▶ _What you need to do_:
1. In the commentary on Metro and Measure J, what share of LA County travel would commuter rail from the suburbs to the downtown area make up?
2. Please copy the rows from the one with "Target: sky. Trace" up to and including the one with "[[[118,25],[120,0],[0,0],[0,24]]]".

▶ _Selected excerpt_:
<<<<
Metro has put the majority of its planning into commuting with expensive rail to places it does not need to go to with high capacity commuting systems. The answer is not expensive commuting systems but is to distribute work, shopping and necessary land uses that support self sufficient communities and sub-regions. Metro’s priority is with commuting not with solving LA County’s transportation and development needs. What it means specifically is the extensions of expensive rail lines are not needed now because there are not enough person trips to make the expenditure justified. And as outlined above are inappropriate as transportation structures for extensive land use and community development. It would appear that Metro does not know what better to do but is caught up in a cheap money spending mania and all it can come up with is more of the same; commuter rail.


Metro simply has a big rail system mind set but they are forcing the issue against actual transportation needs. Metro is getting way ahead of what should be happening in its obsession with commuter rail. All the more reason not to accelerate with Measure J which would be an instance of misallocating resources (waste). Often such plans are politically driven as opposed to providing for needs. It is probable that the commuter rail in the suburbs is a product of Downtown LA businessmen directing what should be happening there. Suburban locales probably have not given it much thought to date but have to do that to get transportation structured right for the benefit of their communities and all of LA County.

Citizens can get caught up in the mania as well and be maneuvered by not knowing what the consequences of plans may be. Citizens have good intensions but with a lack of knowledge of issues they can be mislead. These issues are complicated and require time and process to get things worked out right. It is all the more reason not to vote for an acceleration of rail through Measure J. An example of this is adding more rail to the overdeveloping of the City of Santa Monica, much to the dismay of the Westside generally because of the additional vehicular traffic that would be attracted to new regional development. But the West LA is fighting back by reducing and eliminating of transit oriented development projects which to a large degree contradict Metro’s justification for rail. The mania and contradictions of the Westside will be dealt with in issue six below.

Metro does know however that it wants to build rail because it will be on their real estate, they will effectively own it and operate it with a minimum of interference by people. In this regard it is not Metro’s first choice to deal with the dispersed low cost system of improving existing streets that are needed in the consolidating form called greater Los Angeles because it is complicated having to deal with people. However, citizens must get Metro to address needs and to organize the process to get the local governments to respond to County needs. This would not happen under an accelerated Measure J program. It thereby builds in poorly thought out plans and misallocates resources. And it leaves a major inadequacy in transportation outcome with improvement needs being unmet for the majority of people.

LA County needs effective plans to accommodate consolidation of the great sprawl that has been created and to begin that now. The San Fernando Valley, South Bay and everything east of or west of Downtown LA needs more efficient circulation networks for these areas where trips total over 90% of LA County travel including the connections between them. The commuter rail movement from the suburbs to the downtown area would comprise less than 3% of LA County and does not address the widespread congestion. And Measure J is more than likely an indication that Metro is already back for more money acknowledging they do not have the right plans to get the transportation improvement they need for their expensive rail system plans. Rather than trim the expensive and underutilized parts of their plans back, and add more constructive low cost improvement plans, they simply ask for more and more money. And if the truly “in need” do not speak up, they will not be served.
>>>>
▶ _Supplied information_:
<<<<
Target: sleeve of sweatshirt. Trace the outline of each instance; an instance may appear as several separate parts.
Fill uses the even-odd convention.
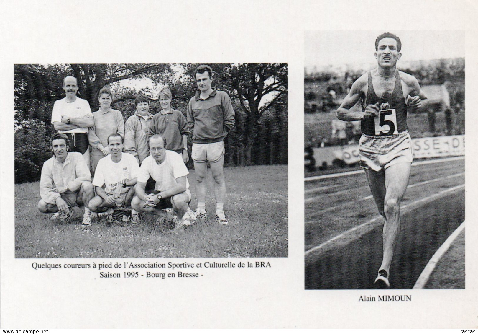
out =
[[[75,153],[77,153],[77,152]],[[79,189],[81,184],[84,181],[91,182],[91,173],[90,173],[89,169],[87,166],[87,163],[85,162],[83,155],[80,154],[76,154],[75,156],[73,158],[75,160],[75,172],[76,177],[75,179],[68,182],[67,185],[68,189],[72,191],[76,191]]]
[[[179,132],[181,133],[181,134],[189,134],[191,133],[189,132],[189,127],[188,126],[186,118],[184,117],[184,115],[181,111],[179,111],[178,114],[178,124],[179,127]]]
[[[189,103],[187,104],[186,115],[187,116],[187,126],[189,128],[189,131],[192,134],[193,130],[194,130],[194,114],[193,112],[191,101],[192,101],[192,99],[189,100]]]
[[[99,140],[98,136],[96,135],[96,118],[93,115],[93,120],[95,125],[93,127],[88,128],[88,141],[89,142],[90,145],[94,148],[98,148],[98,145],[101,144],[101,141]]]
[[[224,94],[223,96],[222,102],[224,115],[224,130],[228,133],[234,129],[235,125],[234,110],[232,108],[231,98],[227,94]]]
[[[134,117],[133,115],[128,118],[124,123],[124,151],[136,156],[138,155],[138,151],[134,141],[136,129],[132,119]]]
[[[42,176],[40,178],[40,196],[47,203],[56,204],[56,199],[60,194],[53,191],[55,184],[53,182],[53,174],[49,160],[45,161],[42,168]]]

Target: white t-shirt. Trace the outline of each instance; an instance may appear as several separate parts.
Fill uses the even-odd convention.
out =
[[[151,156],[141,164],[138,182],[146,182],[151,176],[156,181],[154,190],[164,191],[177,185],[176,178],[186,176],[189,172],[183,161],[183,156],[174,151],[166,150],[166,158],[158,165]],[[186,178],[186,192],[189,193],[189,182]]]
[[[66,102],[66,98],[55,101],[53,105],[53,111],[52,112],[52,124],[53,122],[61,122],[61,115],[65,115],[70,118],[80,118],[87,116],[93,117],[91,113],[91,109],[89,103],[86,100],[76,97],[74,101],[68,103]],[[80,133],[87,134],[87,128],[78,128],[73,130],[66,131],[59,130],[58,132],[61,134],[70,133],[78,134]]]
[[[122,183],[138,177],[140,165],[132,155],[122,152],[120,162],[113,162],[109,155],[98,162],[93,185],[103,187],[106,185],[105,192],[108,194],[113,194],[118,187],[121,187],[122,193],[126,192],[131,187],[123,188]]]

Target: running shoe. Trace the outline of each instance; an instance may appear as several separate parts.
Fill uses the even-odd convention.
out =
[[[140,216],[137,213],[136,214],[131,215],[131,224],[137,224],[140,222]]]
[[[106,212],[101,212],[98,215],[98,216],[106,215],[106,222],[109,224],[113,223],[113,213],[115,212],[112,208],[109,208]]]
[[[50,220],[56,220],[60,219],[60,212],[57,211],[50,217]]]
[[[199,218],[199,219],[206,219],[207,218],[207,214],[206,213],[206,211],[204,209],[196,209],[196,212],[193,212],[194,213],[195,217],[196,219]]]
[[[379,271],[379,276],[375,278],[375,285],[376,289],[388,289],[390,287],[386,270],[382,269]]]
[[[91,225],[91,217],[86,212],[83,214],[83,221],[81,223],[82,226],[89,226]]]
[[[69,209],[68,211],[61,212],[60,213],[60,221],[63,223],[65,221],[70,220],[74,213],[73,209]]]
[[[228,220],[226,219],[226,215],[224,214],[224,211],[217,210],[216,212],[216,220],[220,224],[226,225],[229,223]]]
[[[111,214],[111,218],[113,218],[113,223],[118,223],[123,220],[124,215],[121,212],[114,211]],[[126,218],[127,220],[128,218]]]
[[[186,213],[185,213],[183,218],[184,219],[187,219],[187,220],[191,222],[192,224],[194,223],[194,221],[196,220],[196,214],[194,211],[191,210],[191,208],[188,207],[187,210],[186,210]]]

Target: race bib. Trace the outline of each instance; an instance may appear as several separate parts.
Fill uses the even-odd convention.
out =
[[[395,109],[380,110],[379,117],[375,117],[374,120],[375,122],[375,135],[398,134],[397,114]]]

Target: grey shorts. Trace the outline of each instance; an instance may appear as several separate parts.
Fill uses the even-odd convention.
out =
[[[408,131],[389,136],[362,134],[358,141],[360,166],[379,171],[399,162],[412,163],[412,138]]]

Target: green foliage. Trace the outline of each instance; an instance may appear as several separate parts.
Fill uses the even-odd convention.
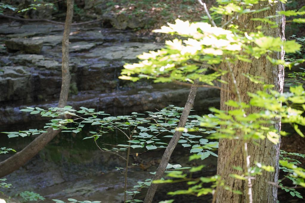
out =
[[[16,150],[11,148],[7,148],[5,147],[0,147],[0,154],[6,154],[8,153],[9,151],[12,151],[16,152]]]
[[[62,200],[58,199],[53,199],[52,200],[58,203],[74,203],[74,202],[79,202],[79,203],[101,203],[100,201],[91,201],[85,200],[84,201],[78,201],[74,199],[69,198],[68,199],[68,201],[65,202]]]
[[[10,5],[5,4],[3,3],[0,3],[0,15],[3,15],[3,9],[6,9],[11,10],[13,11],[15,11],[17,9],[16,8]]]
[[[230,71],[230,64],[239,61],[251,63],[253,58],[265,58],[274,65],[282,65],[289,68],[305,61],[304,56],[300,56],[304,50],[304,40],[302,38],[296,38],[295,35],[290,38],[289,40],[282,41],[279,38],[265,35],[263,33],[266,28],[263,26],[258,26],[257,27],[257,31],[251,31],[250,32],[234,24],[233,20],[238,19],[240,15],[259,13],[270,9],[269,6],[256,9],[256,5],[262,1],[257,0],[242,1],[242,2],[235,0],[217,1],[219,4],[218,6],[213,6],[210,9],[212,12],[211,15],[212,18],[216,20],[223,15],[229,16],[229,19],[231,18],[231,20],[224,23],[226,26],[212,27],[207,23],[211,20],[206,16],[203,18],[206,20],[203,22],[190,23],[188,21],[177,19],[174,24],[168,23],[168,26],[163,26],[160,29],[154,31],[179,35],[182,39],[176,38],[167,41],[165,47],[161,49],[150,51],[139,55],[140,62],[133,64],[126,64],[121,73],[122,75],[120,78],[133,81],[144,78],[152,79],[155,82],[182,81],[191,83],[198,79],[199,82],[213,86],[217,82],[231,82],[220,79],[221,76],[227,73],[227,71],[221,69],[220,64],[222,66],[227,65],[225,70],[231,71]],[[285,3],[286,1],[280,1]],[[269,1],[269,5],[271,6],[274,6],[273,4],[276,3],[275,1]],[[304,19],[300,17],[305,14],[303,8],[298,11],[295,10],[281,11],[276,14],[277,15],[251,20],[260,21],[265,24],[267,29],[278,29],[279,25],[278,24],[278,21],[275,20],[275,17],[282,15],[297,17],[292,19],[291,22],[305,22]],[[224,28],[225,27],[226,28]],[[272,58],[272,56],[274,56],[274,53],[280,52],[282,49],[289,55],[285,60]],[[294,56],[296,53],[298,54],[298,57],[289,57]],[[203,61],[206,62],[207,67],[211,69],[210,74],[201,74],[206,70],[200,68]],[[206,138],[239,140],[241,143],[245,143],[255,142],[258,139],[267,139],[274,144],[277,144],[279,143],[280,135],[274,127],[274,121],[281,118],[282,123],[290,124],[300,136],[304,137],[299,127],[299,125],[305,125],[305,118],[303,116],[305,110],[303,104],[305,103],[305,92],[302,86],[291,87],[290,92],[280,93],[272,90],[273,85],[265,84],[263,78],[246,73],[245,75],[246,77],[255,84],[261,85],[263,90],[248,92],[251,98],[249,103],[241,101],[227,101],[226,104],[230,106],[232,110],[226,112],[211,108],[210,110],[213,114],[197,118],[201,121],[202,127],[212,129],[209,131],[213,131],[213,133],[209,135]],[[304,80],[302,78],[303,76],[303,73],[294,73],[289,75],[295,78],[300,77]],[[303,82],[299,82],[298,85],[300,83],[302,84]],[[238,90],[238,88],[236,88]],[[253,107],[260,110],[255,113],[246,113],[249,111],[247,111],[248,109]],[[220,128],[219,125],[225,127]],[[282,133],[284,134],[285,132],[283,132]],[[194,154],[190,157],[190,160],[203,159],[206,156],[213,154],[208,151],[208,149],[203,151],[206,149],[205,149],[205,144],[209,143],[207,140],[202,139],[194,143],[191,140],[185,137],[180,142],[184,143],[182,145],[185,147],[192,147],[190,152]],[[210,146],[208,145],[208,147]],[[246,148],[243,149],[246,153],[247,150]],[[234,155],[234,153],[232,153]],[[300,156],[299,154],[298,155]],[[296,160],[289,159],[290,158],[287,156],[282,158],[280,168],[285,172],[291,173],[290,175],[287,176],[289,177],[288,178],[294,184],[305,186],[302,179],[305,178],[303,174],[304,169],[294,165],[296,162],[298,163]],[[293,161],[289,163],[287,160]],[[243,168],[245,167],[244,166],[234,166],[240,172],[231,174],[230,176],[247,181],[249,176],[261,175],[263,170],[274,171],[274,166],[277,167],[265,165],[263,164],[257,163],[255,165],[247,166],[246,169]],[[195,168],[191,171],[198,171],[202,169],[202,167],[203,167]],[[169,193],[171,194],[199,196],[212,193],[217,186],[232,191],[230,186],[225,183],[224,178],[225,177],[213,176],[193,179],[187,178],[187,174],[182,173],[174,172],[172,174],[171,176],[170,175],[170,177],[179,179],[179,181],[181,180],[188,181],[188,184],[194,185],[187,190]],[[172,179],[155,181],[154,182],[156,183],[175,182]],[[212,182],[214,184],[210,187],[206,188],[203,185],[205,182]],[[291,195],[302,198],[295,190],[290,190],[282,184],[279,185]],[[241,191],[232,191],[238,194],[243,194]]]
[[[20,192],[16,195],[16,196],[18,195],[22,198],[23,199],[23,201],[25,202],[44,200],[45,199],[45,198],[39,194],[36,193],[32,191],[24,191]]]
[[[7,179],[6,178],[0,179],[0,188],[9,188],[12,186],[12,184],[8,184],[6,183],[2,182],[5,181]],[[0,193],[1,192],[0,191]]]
>>>>
<<<<
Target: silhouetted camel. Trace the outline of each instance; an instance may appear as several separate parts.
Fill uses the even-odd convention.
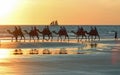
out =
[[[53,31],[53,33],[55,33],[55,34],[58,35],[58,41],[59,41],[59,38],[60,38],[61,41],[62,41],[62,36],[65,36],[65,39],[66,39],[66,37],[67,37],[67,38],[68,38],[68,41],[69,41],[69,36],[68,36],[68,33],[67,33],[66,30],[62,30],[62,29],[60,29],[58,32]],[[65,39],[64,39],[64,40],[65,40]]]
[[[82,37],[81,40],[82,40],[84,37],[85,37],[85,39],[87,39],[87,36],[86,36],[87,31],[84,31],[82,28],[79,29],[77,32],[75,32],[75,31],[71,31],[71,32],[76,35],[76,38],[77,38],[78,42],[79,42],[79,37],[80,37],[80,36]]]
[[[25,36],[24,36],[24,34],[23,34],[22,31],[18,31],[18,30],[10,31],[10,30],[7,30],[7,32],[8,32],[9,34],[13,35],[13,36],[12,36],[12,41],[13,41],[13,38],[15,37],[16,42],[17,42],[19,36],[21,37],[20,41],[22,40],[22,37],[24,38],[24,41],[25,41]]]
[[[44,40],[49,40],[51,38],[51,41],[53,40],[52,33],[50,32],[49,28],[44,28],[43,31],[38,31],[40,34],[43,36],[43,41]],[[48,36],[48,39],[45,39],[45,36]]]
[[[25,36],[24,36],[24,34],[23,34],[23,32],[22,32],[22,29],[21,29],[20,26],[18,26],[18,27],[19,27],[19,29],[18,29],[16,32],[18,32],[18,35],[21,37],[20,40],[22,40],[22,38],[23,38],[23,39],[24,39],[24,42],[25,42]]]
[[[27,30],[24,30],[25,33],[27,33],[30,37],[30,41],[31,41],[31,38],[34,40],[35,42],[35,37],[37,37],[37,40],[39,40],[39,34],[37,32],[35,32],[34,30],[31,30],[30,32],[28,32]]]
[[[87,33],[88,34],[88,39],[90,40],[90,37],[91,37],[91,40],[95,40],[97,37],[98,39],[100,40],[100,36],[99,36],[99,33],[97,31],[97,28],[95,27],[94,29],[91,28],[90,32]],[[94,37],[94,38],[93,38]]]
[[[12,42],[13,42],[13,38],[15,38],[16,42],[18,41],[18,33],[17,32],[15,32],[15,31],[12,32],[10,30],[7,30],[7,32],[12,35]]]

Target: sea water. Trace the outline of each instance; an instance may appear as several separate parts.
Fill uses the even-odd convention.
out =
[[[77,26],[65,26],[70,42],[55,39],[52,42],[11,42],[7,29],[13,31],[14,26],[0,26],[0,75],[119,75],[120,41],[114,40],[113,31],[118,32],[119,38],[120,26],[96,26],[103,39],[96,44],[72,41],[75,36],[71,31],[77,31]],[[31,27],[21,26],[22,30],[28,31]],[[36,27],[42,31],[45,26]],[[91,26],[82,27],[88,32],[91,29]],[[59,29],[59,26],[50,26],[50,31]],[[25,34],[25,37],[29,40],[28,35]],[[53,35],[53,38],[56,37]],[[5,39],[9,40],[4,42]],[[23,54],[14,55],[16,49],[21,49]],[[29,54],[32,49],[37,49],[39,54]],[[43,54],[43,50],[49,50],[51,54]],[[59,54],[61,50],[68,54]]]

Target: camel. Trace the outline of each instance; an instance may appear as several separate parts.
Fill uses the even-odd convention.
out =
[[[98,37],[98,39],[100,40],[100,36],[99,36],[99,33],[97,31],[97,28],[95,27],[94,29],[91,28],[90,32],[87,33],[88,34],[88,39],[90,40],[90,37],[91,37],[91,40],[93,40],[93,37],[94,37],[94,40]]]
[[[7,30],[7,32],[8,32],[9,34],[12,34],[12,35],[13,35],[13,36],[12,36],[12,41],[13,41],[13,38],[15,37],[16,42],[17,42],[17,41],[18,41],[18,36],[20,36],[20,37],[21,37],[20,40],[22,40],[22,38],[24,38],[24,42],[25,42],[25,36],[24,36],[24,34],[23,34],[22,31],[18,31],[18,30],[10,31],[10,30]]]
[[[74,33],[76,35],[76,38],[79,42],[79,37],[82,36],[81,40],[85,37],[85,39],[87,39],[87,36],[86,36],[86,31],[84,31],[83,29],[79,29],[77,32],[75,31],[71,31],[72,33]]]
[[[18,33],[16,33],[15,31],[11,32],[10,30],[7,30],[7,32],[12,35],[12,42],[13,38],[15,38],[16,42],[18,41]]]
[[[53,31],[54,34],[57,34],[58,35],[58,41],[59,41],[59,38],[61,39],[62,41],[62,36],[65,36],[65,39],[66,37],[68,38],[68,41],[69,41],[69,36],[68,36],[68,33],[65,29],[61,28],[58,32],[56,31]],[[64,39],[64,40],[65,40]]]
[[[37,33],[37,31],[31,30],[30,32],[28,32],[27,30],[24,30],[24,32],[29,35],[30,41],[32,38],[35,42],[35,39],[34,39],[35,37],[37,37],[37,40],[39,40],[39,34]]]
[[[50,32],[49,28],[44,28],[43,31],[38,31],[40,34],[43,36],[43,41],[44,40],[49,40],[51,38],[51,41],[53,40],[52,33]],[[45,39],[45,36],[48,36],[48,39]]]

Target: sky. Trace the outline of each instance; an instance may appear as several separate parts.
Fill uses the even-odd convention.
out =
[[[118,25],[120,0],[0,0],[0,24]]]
>>>>
▶ _Responses for each task_:
1. Less than 3% of LA County travel.

2.
Target: sky. Trace the outline of each instance; an instance may appear as several separate parts.
Fill uses the even-odd convention.
out =
[[[118,25],[120,0],[0,0],[0,24]]]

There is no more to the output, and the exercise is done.